Text:
· · · · ·
[PATCH nf 0/2] netfilter: ctnetlink: fix memory leak in ctnetlink dump

netfilter-devel.vger.kernel.org archive mirror
 help / color / mirror / Atom feed

* [PATCH nf 0/2] netfilter: ctnetlink: fix memory leak in ctnetlink dump
@ 2025-08-01 15:25 Florian Westphal
  2025-08-01 15:25 ` [PATCH nf 1/2] netfilter: ctnetlink: fix refcount leak on table dump Florian Westphal
  2025-08-01 15:25 ` [PATCH nf 2/2] netfilter: ctnetlink: remove refcounting in expectation dumpers Florian Westphal
  0 siblings, 2 replies; 5+ messages in thread
From: Florian Westphal @ 2025-08-01 15:25 UTC (permalink / raw)
  To: netfilter-devel; +Cc: Florian Westphal

This series fixes a memory (refcount) leak in the ctnetlink dump code.
In some cases is possible that the entry being held in cb->args[] (with
refcount raised) fails to be delivered.

If this happens, the reference count is erronously incremented a second
time.

This results in a memory leak and non-recoverable hang in the netns
cleanup worker.

The second patch fixes a similar pattern in the expectation dump code.

In both cases the fix is to not use reference counting at all, the restart
hint is replaced by a cookie value, this has the same guarantees as the
existing code without need for keeping objects alive across partial dumps.
· · · · ·
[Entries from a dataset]

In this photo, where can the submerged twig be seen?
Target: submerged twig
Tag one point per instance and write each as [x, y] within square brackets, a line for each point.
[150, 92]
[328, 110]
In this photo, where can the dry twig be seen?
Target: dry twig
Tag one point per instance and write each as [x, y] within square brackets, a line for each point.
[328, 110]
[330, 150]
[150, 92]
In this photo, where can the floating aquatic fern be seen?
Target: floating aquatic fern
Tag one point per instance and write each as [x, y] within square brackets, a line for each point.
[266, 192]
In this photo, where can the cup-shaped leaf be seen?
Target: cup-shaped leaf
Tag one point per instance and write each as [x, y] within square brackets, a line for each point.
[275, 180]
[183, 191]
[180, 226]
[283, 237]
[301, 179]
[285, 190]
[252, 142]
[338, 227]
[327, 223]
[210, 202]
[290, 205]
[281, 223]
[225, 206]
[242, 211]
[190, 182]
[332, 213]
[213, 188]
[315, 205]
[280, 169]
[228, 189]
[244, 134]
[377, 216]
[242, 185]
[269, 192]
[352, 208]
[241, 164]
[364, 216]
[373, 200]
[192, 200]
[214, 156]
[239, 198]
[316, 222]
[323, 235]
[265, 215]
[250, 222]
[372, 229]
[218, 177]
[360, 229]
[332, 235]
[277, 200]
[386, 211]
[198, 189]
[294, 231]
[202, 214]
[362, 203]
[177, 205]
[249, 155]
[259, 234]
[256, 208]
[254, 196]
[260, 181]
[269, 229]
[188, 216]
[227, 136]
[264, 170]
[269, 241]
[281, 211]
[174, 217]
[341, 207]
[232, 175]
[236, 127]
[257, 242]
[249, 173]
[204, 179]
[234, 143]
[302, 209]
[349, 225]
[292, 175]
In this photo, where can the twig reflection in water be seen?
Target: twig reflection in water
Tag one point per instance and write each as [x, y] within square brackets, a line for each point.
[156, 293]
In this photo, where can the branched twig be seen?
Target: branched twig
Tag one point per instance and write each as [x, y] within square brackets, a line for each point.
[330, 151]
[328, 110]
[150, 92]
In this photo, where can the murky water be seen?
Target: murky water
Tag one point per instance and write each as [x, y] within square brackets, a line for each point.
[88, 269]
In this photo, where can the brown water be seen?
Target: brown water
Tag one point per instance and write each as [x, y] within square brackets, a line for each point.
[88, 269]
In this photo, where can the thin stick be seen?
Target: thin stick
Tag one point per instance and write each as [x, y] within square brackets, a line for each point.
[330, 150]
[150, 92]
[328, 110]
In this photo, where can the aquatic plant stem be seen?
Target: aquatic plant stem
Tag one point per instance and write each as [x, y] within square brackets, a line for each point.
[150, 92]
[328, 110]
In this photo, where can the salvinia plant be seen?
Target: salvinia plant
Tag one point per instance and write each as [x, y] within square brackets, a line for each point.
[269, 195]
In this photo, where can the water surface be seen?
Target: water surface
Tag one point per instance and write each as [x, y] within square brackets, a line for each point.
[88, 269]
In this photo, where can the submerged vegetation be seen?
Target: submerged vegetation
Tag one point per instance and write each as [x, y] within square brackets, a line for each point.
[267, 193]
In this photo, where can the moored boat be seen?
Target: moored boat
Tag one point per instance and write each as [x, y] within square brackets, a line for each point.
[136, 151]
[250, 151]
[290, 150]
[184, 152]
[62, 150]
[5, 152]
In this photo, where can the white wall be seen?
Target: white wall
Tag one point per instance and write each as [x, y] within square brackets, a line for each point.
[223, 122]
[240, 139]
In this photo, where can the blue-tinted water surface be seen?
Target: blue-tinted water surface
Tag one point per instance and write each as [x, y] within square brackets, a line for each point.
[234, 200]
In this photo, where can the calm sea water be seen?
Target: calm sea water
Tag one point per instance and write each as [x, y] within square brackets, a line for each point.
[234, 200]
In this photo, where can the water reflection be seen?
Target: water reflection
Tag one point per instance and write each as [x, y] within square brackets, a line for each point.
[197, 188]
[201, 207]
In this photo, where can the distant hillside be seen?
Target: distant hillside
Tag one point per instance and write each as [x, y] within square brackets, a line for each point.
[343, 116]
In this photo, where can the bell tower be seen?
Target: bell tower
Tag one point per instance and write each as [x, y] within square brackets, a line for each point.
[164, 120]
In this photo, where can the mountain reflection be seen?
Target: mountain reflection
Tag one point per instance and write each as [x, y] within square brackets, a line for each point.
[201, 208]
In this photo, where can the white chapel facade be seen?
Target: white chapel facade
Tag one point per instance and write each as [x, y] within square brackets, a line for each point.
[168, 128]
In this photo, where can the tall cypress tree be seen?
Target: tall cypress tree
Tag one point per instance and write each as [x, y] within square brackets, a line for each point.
· · · · ·
Direction: Extract everything from "This series fixes" down to "cleanup worker." in the netfilter patch message above.

Answer to this task:
This series fixes a memory (refcount) leak in the ctnetlink dump code.
In some cases is possible that the entry being held in cb->args[] (with
refcount raised) fails to be delivered.

If this happens, the reference count is erronously incremented a second
time.

This results in a memory leak and non-recoverable hang in the netns
cleanup worker.